■ Your task ■
Rewrite the text on the year since George Floyd's murder, starting at the words "One Year After" and stopping after "officers to stop.", with "citizen onlookers" changed to "bystanders".

■ Excerpted text ■
:::::
One Year After the Murder of George Floyd: What’s Changed?
It’s been one year since the murder of George Floyd. One year since the desperate gasp of a dying man
It’s been one year since the murder of George Floyd. One year since the desperate gasp of a dying man was heard ’round the world, and galvanized the horror of a nation fast asleep on racial progress. One year since former police officer Derek Chauvin knelt on George Floyd for an unimaginably long amount of time as the man beneath his hold begged and pleaded to breathe, as his fellow officers looked on dispassionately and citizen onlookers pled with the officers to stop.
2020 saw turmoil and upheaval as America woke to the horrors of police brutality against Black Americans and People of Color; but what has really changed? With last year’s impassioned marches, cries of “Black Lives Matter,” and promises for a better tomorrow, what has been done to make that tomorrow a reality? CELEB takes a look at what has happened since the death of George Floyd and what kind of progress the police have made in reforming a system desperately in need of fixing.
:::::
■ Study material ■
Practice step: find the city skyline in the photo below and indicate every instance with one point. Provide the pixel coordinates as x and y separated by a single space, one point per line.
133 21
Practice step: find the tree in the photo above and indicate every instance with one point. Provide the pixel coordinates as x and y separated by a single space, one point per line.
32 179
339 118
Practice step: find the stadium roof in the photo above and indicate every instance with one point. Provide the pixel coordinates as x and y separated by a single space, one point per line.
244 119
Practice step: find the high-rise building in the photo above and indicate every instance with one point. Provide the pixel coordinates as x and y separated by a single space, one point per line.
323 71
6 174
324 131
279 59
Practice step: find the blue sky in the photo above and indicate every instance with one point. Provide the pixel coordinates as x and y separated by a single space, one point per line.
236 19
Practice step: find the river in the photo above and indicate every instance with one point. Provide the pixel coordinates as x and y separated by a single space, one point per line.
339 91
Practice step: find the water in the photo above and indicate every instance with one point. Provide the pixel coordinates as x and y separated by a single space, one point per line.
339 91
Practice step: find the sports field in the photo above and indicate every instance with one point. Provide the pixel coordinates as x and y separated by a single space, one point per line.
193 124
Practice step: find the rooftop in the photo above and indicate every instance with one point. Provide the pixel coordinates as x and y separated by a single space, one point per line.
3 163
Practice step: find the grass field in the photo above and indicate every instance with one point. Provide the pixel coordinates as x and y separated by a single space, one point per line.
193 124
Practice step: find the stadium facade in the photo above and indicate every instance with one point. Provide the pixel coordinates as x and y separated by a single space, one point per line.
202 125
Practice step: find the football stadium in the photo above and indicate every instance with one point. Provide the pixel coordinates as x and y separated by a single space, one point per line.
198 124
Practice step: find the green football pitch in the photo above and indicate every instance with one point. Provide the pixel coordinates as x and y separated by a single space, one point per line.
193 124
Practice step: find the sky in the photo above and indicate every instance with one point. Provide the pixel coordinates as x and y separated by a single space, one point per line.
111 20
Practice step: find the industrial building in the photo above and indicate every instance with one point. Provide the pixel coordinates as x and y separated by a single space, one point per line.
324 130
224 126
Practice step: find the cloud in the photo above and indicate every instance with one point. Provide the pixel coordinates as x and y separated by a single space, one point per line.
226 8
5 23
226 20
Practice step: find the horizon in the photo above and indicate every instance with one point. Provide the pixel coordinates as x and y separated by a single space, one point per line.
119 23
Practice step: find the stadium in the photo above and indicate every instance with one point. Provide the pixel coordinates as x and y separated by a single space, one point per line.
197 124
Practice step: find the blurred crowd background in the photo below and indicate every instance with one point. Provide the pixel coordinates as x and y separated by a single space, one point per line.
:::::
■ Result ■
One Year After the Murder of George Floyd: What’s Changed?
It’s been one year since the murder of George Floyd. One year since the desperate gasp of a dying man
It’s been one year since the murder of George Floyd. One year since the desperate gasp of a dying man was heard ’round the world, and galvanized the horror of a nation fast asleep on racial progress. One year since former police officer Derek Chauvin knelt on George Floyd for an unimaginably long amount of time as the man beneath his hold begged and pleaded to breathe, as his fellow officers looked on dispassionately and bystanders pled with the officers to stop.